▶ [DOCUMENT PASSAGE]
-- BEGIN --

Editor’s Note: In 2017, The Drive‘s own Alex Roy ventured halfway across the world to India to drive a Renault Kwid, a brand-new car with a starting price of about $4,000, across the subcontinent in an attempt to set a Cannonball Record. Along the way, he learned quite a bit about how the subcontinent’s chaotic traffic has its own form of logic—but one that would stump even the smartest self-driving machine.
The following is an excerpt from Roy’s earlier story about this, “Why India Will Tell Us When Self-Driving Cars Will Hit The US.”
You don’t need
to go there to know that driving in India is crazy. Actually, you do. My old friend Jason Torchinsky wrote a wonderful story about his visit I thought would prepare me for my journey.
I was wrong.
When people in Los Angeles, or New York, or London, or Atlanta, or any major city in the western world complain about traffic, they are joking. Unless they were on I-95 trying to escape Hurricane Irma, they know nothing. They’ve never seen traffic.

-- END --

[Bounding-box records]

-- BEGIN --

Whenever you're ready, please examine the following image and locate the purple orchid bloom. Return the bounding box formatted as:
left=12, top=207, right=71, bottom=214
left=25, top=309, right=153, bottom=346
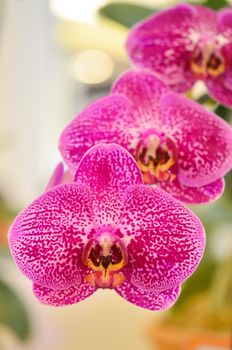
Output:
left=9, top=144, right=205, bottom=310
left=59, top=70, right=232, bottom=204
left=126, top=4, right=232, bottom=106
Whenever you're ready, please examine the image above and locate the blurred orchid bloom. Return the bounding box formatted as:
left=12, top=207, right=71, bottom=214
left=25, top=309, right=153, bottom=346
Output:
left=9, top=144, right=205, bottom=310
left=59, top=70, right=232, bottom=204
left=44, top=162, right=73, bottom=192
left=126, top=4, right=232, bottom=106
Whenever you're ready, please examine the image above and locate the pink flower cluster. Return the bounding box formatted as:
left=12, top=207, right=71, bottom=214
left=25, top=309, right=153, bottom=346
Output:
left=127, top=4, right=232, bottom=107
left=9, top=5, right=232, bottom=310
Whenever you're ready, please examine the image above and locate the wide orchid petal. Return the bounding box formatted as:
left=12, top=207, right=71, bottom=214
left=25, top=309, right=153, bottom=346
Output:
left=112, top=69, right=169, bottom=129
left=74, top=144, right=142, bottom=224
left=160, top=93, right=232, bottom=187
left=217, top=8, right=232, bottom=39
left=120, top=185, right=205, bottom=292
left=33, top=281, right=96, bottom=306
left=59, top=95, right=137, bottom=173
left=127, top=4, right=196, bottom=92
left=159, top=178, right=225, bottom=204
left=116, top=280, right=181, bottom=311
left=9, top=184, right=92, bottom=289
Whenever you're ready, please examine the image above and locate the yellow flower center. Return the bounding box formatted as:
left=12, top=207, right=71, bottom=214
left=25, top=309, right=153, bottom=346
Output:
left=191, top=45, right=226, bottom=79
left=135, top=134, right=177, bottom=184
left=82, top=233, right=127, bottom=289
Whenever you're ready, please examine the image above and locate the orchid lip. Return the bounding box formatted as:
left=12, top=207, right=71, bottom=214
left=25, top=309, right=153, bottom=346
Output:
left=82, top=232, right=128, bottom=289
left=135, top=130, right=178, bottom=183
left=191, top=43, right=226, bottom=80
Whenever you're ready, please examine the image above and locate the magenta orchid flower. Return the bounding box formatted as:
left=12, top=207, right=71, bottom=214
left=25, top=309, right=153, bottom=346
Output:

-- END --

▶ [TASK 1]
Answer these questions from the passage on driving in India:
(a) What is the approximate starting price given for the Renault Kwid?
(b) Whose story about visiting India did the writer expect would be good preparation for the journey?
(c) On which highway, while escaping which hurricane, might western complainers have actually seen traffic?
▶ [TASK 2] Resume the passage on driving in India, writing on from its final sentence.

▶ [TASK RESULT 1]
(a) About $4,000.
(b) Jason Torchinsky's.
(c) I-95, while escaping Hurricane Irma.

▶ [TASK RESULT 2]
I would have taken better pictures if my life hadn’t been in danger from the moment we pulled out of the hotel in Chennai. Also in danger? The jobs of the courageous and highly optimistic Renault-Nissan executives who greenlit our journey, which included airfare and the Kwid press car. What were they hoping to accomplish? It certainly wasn’t a driving record, for within minutes of departure we encountered a mass of un-helmeted people on bikes and mopeds in the middle of traffic, ignoring lane discipline, helmet laws and common sense. And yes, that’s a toddler on the front of that motorcycle.
It’s not that there aren’t laws in India. There are. They just aren’t enforced with the regularity common to first world countries. The near total absence of police is surreal. The ubiquity of signs about traffic law and road safety is comic, especially the popularity of signs which appear to be police recruiting posters. Check out this sign at one of the many tolls we encountered:
It clearly indicates all the things one shouldn’t be doing. Based on the locals’ behavior, it would make more sense to triple its size and state “YOU WILL OBSERVE THIS BEHAVIOR—STAY CLEAR OF OTHER MOTORISTS,” which might work if there weren’t so many of them.
Let’s be serious. Population density is so high that no current automatic emergency braking system could possibly work in traffic, because no car equipped with it would ever move. What about blind spot monitoring systems? They’d be lighting up and chiming so much, you’d have to disable them.
Here’s another fun one. There’s a reason no one’s buying that ad space, and it’s not the condition of the sign.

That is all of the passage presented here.